Copy out the lines below, starting with the line containing "For every instance of the black" and going through the end of the lines, with each x and y coordinate multiplied by 2.15 and rounded to a whole number (halves round up) and all other text kept unchanged. Leave out the pictures.

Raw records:
• • • • •

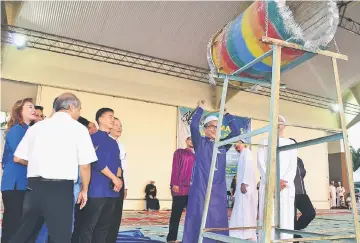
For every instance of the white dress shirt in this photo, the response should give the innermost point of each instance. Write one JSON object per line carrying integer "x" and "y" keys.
{"x": 55, "y": 147}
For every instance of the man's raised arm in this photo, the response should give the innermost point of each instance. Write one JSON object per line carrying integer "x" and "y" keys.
{"x": 195, "y": 124}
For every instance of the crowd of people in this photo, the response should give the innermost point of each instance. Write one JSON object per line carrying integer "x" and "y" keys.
{"x": 47, "y": 166}
{"x": 67, "y": 178}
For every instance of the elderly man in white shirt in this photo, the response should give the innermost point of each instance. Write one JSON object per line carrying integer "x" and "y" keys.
{"x": 115, "y": 133}
{"x": 288, "y": 167}
{"x": 54, "y": 150}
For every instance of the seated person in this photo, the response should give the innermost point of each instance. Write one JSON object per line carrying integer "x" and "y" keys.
{"x": 152, "y": 203}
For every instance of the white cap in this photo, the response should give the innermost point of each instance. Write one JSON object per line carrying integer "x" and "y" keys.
{"x": 281, "y": 120}
{"x": 209, "y": 119}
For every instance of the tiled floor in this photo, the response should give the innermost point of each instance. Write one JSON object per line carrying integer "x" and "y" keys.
{"x": 152, "y": 227}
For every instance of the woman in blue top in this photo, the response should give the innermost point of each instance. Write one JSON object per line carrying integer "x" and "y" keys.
{"x": 14, "y": 181}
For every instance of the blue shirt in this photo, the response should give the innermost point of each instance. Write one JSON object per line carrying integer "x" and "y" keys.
{"x": 14, "y": 175}
{"x": 108, "y": 153}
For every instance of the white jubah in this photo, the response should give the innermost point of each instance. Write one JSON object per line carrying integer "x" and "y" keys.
{"x": 245, "y": 208}
{"x": 288, "y": 165}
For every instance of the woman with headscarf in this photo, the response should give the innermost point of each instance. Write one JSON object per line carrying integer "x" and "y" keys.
{"x": 14, "y": 181}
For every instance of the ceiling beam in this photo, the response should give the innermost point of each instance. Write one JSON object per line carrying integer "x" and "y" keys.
{"x": 354, "y": 92}
{"x": 345, "y": 22}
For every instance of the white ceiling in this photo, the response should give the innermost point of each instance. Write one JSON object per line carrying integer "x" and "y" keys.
{"x": 178, "y": 31}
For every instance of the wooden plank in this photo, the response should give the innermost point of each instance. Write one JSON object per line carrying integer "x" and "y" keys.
{"x": 272, "y": 148}
{"x": 299, "y": 47}
{"x": 349, "y": 167}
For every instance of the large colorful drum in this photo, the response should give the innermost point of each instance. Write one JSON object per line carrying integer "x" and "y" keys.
{"x": 309, "y": 23}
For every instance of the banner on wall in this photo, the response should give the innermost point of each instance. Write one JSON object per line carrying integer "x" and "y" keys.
{"x": 232, "y": 155}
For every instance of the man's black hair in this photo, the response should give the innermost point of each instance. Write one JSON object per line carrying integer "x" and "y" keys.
{"x": 101, "y": 112}
{"x": 38, "y": 107}
{"x": 83, "y": 121}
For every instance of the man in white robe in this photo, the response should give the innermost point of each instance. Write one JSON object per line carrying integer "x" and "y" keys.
{"x": 340, "y": 191}
{"x": 288, "y": 166}
{"x": 332, "y": 190}
{"x": 244, "y": 212}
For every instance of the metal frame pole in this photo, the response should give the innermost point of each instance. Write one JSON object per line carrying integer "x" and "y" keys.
{"x": 213, "y": 161}
{"x": 348, "y": 159}
{"x": 272, "y": 146}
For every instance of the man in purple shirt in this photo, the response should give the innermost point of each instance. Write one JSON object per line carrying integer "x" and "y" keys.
{"x": 180, "y": 183}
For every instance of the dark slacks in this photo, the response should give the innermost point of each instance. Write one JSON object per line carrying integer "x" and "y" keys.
{"x": 303, "y": 203}
{"x": 96, "y": 218}
{"x": 51, "y": 201}
{"x": 178, "y": 205}
{"x": 13, "y": 205}
{"x": 116, "y": 219}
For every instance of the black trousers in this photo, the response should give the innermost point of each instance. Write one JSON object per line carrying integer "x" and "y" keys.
{"x": 178, "y": 205}
{"x": 96, "y": 219}
{"x": 50, "y": 201}
{"x": 303, "y": 203}
{"x": 77, "y": 223}
{"x": 116, "y": 219}
{"x": 13, "y": 205}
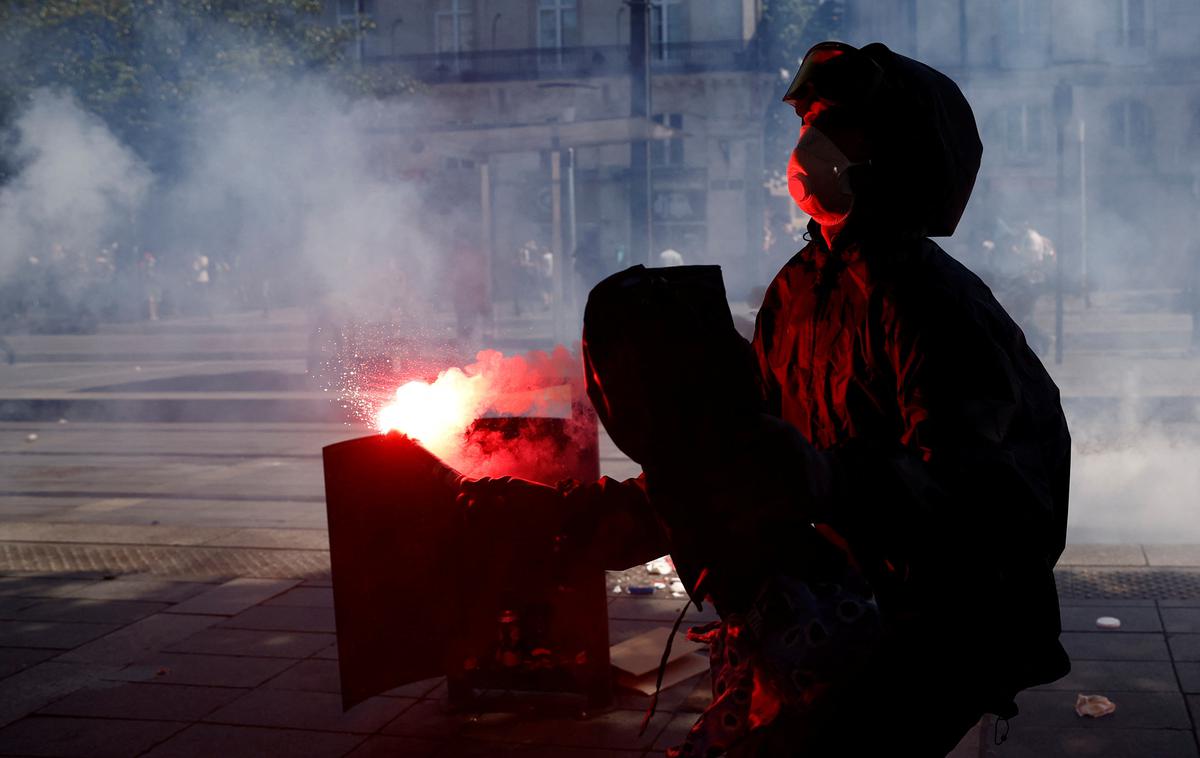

• • • • •

Written reply →
For every instance of the black trousers in this photo, the response should give the innermost point of each instance. Write one JSON object per line carrying integer "x" and "y" keys.
{"x": 383, "y": 441}
{"x": 206, "y": 471}
{"x": 108, "y": 432}
{"x": 651, "y": 436}
{"x": 166, "y": 479}
{"x": 249, "y": 471}
{"x": 28, "y": 441}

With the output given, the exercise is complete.